## What you need to do
(A) In the interview excerpt on Google and domain authority, how many things does David say you need when domain authority is developed in the context of graph theory?
(B) Continue the interview excerpt on Google and domain authority from where it stops.

## Document extract
Jason: Yes. That is something people often fail to understand. They know (and can talk about) themselves, but they don't realize that until they've convinced Google that they are actually telling the truth, they have no authority.

David: Yes, absolutely. And I think you're making a very important point here about convincing Google. Also remember that, because Google's algorithms are constantly changing and completely opaque, we always work in the dark. We probe by doing something, reading the results and seeing if that works. A lot of the stuff we work with is theoretical.

At the same time, however, it's based on mathematics that is public knowledge. Look at how domain authority is developed in the context of graph theory, you need four things. - The prestige of a website of its authors - there are equations which give us that. - The quality of the information which is presented - there are mathematically assessed signals which give us that. - The website centrality - the closeness of the importance of a website in a knowledge graph. - A competitive situation around the subject - the more popular the subject, the greater the competition, the more people do it, so the harder it is for you to rise as an authority because of the noise and the similarity with everybody else.

## Data entries

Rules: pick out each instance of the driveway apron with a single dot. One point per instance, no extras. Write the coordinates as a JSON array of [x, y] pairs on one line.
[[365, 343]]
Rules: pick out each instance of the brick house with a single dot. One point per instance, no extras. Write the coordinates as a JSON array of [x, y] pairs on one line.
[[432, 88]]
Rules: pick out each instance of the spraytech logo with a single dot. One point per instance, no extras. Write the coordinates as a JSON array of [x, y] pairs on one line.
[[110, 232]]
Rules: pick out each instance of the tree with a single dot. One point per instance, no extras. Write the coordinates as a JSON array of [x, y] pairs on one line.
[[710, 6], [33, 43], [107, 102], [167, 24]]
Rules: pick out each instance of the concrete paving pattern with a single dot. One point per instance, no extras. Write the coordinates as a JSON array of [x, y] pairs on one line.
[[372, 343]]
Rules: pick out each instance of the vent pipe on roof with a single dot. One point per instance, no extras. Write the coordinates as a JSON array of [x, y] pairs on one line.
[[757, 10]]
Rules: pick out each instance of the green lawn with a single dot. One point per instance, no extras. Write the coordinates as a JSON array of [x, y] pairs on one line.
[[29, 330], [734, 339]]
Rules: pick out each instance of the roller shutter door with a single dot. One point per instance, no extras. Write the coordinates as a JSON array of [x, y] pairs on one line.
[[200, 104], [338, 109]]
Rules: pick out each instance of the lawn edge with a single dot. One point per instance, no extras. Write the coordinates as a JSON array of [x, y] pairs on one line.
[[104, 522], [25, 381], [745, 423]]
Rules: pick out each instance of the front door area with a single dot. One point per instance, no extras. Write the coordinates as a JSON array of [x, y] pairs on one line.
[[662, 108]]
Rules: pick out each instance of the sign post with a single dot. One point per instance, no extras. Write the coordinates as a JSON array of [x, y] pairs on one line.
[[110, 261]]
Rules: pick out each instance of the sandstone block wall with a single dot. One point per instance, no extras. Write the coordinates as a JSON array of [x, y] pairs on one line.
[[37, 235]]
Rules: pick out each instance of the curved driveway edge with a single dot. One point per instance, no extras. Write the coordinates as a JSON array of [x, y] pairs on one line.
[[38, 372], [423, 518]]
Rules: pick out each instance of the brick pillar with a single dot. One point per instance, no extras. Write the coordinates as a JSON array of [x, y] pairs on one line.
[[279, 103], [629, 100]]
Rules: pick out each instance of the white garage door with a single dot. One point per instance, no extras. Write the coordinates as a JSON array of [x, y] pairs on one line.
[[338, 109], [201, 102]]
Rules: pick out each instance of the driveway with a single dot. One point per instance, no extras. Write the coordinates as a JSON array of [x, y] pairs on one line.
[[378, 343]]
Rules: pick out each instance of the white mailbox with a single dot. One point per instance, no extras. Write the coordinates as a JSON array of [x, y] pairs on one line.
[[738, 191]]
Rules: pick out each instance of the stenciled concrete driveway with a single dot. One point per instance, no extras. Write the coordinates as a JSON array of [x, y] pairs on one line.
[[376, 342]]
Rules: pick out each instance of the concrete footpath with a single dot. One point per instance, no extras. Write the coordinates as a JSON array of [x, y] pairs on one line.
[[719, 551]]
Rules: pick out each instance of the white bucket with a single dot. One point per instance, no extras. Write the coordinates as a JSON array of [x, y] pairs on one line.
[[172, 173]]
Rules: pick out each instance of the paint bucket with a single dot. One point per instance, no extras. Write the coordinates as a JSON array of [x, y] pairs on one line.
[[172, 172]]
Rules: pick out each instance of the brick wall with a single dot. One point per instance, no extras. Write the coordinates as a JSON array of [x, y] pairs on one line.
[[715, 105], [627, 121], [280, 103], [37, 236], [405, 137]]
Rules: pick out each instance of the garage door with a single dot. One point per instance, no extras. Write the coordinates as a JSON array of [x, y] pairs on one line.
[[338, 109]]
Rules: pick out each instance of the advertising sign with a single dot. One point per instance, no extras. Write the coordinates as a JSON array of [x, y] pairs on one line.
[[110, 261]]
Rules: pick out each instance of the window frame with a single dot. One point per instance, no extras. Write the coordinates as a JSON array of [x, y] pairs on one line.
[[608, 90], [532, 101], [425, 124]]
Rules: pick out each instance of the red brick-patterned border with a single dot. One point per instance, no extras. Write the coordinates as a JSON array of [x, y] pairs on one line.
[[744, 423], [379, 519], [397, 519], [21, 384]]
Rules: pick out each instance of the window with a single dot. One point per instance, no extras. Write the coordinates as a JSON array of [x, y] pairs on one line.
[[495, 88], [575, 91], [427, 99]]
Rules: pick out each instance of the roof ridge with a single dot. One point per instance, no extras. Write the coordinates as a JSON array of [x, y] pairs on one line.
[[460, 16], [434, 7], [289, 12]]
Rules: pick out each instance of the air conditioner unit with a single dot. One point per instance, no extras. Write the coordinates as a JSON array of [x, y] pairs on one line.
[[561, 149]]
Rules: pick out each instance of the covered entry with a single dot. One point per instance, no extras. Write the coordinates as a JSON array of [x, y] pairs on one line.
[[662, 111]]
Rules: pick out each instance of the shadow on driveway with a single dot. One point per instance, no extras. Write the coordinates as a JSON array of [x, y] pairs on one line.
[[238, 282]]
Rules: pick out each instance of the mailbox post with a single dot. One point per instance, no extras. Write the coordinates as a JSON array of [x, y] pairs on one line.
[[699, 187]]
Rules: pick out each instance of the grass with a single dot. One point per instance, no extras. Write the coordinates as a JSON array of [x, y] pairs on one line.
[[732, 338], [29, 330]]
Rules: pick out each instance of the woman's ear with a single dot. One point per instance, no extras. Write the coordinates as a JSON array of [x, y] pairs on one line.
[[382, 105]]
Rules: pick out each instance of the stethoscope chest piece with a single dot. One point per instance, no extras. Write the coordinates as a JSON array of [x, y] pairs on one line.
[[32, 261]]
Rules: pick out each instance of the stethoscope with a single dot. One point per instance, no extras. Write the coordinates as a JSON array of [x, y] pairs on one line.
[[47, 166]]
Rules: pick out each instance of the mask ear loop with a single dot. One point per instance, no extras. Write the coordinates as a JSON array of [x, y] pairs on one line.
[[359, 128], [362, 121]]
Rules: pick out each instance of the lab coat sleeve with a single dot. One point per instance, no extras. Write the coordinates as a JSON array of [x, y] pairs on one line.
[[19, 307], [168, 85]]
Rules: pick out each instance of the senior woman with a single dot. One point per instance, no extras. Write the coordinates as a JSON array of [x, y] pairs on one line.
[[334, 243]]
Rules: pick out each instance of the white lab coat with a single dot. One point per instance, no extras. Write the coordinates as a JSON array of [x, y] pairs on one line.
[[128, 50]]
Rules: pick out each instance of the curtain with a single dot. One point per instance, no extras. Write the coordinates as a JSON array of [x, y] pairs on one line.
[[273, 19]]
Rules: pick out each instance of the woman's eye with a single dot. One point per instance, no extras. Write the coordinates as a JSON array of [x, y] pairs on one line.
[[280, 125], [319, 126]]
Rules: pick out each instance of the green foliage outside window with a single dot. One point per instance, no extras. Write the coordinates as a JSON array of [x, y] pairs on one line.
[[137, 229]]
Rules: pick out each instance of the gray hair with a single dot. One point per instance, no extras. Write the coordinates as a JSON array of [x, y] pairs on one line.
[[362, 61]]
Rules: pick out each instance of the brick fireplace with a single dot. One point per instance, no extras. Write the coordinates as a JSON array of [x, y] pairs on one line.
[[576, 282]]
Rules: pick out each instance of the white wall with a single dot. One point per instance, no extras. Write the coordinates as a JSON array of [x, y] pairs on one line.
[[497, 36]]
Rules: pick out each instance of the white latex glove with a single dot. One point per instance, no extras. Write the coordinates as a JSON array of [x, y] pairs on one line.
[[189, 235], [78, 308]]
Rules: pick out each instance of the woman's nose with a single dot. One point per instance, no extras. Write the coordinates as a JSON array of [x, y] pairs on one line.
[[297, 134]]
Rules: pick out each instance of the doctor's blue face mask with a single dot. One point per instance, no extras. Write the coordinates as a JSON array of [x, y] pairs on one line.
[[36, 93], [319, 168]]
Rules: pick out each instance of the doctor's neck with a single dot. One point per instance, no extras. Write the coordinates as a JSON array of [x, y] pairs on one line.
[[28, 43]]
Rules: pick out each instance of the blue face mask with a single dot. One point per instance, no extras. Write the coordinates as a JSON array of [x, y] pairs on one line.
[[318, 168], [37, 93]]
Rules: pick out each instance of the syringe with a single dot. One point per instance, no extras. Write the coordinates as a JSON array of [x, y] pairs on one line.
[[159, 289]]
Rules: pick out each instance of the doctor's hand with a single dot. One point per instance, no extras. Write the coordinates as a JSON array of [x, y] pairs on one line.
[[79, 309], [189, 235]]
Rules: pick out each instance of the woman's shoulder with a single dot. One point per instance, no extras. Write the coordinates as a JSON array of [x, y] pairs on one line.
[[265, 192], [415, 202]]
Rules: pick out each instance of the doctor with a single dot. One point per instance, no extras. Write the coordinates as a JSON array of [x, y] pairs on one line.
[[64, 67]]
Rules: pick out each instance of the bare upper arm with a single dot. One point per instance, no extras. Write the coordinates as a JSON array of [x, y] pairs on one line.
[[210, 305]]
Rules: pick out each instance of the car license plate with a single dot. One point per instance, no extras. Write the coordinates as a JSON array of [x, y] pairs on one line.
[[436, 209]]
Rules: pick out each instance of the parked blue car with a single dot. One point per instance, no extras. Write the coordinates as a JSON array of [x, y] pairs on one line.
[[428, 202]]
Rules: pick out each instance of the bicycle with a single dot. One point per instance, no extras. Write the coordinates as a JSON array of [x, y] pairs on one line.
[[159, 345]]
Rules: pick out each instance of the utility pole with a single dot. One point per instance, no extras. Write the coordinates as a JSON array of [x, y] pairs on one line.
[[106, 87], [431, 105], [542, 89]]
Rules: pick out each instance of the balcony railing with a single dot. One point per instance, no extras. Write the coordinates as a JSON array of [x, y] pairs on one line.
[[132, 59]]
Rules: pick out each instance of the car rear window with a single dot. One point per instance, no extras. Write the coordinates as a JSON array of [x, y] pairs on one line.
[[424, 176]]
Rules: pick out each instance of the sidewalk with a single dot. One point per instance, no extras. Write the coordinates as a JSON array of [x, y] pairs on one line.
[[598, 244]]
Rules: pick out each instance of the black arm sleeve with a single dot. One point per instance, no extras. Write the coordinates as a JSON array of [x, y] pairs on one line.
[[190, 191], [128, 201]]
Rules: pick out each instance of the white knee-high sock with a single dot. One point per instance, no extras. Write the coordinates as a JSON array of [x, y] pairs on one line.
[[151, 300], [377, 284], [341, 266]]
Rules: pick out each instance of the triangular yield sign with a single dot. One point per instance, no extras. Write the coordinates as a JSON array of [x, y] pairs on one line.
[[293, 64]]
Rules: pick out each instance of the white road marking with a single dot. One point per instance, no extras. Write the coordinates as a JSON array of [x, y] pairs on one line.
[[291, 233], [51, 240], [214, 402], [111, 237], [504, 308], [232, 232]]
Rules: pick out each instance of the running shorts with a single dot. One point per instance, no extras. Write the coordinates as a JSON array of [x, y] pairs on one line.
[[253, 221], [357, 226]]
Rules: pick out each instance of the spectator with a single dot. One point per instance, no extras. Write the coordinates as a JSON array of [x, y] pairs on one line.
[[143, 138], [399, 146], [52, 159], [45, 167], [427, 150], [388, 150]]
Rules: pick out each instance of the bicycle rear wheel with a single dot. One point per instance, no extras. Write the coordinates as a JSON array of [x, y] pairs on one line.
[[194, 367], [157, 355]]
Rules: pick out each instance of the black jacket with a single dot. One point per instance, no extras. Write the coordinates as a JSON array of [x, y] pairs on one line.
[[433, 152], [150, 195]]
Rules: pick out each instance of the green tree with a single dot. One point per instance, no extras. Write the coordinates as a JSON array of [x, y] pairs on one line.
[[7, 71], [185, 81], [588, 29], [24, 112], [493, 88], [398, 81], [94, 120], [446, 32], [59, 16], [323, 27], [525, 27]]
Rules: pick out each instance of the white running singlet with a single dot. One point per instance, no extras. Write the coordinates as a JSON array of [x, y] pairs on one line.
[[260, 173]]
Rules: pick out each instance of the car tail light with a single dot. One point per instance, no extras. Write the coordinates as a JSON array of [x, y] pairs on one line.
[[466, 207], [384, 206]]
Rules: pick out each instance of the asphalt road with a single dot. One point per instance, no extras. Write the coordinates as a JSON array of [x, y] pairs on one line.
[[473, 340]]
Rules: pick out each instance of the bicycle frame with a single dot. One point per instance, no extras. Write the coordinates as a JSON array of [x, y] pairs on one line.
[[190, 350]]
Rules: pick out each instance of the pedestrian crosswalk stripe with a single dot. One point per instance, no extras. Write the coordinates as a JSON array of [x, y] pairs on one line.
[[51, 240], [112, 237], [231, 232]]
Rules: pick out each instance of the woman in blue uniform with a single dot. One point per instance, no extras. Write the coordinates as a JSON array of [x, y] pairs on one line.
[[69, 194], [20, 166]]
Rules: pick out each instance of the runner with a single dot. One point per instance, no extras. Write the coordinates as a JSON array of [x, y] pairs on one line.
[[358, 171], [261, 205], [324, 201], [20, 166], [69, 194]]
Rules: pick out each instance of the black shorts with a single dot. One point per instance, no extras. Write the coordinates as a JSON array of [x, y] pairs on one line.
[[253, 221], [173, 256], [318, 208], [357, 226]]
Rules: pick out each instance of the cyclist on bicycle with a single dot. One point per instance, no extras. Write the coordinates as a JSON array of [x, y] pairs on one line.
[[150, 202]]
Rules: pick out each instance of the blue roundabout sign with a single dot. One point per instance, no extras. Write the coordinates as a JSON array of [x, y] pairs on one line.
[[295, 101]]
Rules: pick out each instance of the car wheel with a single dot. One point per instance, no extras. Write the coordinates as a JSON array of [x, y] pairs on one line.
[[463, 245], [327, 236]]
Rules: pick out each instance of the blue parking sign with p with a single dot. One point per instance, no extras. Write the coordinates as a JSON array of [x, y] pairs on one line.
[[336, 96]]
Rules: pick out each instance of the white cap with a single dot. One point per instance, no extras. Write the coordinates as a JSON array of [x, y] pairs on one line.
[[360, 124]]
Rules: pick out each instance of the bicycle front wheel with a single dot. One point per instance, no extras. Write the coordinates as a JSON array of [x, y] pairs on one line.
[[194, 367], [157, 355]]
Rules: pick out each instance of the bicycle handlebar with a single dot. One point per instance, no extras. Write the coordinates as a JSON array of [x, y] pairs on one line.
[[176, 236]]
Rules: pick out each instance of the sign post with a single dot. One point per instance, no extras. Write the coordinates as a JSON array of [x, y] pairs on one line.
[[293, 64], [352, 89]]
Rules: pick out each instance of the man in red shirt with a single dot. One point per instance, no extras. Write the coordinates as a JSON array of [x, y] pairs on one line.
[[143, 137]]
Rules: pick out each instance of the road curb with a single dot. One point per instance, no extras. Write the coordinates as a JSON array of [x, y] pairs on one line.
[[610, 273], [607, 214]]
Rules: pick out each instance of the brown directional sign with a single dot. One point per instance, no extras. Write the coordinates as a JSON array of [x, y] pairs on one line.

## Results for the exercise
(A) Four.

(B)
Those four things are not different from how we operate in the real world as flesh and blood entities. Now translate them into the digital domain: they can be broken down into practical steps which can be applied as a daily goal, daily task level. And that will produce results.

A concrete example of how this works in the real world. For any kind of product, the traditional marketing mix gives us product, price, place, and promotion. In AEO, that would be solutions instead of product, access instead of price, value instead of place, and education instead of promotion. And there we have a template of what the content should be doing, in any kind of platform, whether it's a website, or social web, or in a database.

Jason: Brilliant.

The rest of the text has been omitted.